### Passage for review
★ ★ ★ ★ ★

It was 3 years ago yesterday (June 21) that marked one of the events during our infamous “summer of 2013”. Some days, it seems like it was decades ago and others like it was just last month.
One of those events began on Father’s Day morning with a phone call that my Grandma had undergone emergency surgery over night and was in ICU with a unknown estimate of recovery. After a couple days of waiting, praying, phone calls with family and discussions with my husband I purchased a plane ticket to go and see her. The truth was, we didn’t know the outcome; and if we could only buy one plane ticket, I would rather hug my Grandma one last time than wait and attend her funeral. I flew out the next day and had the chance to spend some time with her before washing her feet in a painful transition from life on this earth. One of the hardest things I’ve ever done, to bear witness to. It was an experience I wouldn’t wish on my worst enemy, and at the same time wouldn’t trade one moment for anything in the world. She passed away, and I flew home the next morning.
That summer both of our children had pneumonia, my son had it twice and it took my daughter nearly three weeks to recover. I lost my Great Grandmother, Grandmother and Grandma within five weeks. Our water heater quit. Discovered my husband would need cataract surgery. Then for our berry farm, the pump in our irrigation well went out and we received a diagnosis of blight that nearly took one third of our new blueberry field. We just kept getting hit with challenge after challenge, and I couldn’t seem to grieve because it was all I could do to keep putting one foot in front of the other, do the next important thing. Just. Keep. Going.
Looking back, some of that summer was such a blur that I don’t remember portions. I do remember sharing some of what was going on with people at church and close friends, asking for prayer. One night a friend brought us dinner, it was a memorable act of love that blessed our family with a night of reprieve. We were blessed in huge acts of love and giving. I knew others were covering us in prayer, and those prayers meant the world. It was acts of love that kept me and my family afloat for those three challenging months.
But one of the most interesting things I’ve often looked back on and pondered was my personal prayers to God. You see, I got to a place where I felt like I couldn’t even pray. I could only repeat three words, because it’s all that would come out. “Thank you, Jesus.”
“Thank you, Jesus.” “Thank you, Jesus.” Over and over again. I think this part of the season lasted at least a month, it was all I could do.
It was in that thankfulness that I was able to trust God and His ways, and in a strange way see how my faith had grown. It was in this season I trudged through a study on the names of God, learning more about His character. I was thankful that to know I was not alone, and that my Creator would never leave me in the hard stuff. It was thankfulness that gave me a sense of peace and joy amongst the sadness and mourning. A James 1:2 joy and thankfulness; “Consider it all pure joy when you face trials of many kinds.” My favorite book in the bible is James, and I was thankful for the season to put into practice what I had first read on a creek bank in North Carolina when I was 17 years old. A thankfulness that the promise we receive in the trials is perseverance, and that it would be a part of my completeness.

★ ★ ★ ★ ★

### Data excerpt
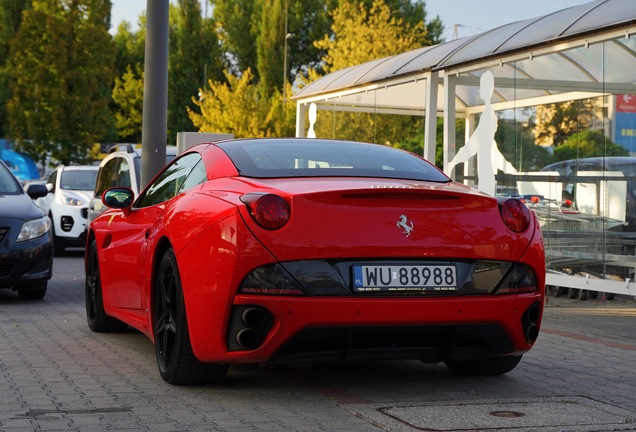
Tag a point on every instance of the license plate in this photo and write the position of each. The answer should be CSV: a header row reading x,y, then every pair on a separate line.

★ ★ ★ ★ ★

### Things to do
1. Transcribe the passage of the post about the summer of 2013 above, from "Looking back, some" up to and including "three challenging months.".
2. Render this sentence from the post about the summer of 2013 into Spanish: "Looking back, some of that summer was such a blur that I don't remember portions."

### Answers by item
1.
Looking back, some of that summer was such a blur that I don’t remember portions. I do remember sharing some of what was going on with people at church and close friends, asking for prayer. One night a friend brought us dinner, it was a memorable act of love that blessed our family with a night of reprieve. We were blessed in huge acts of love and giving. I knew others were covering us in prayer, and those prayers meant the world. It was acts of love that kept me and my family afloat for those three challenging months.

2. En retrospectiva, parte de aquel verano fue tan confusa que no recuerdo algunos fragmentos.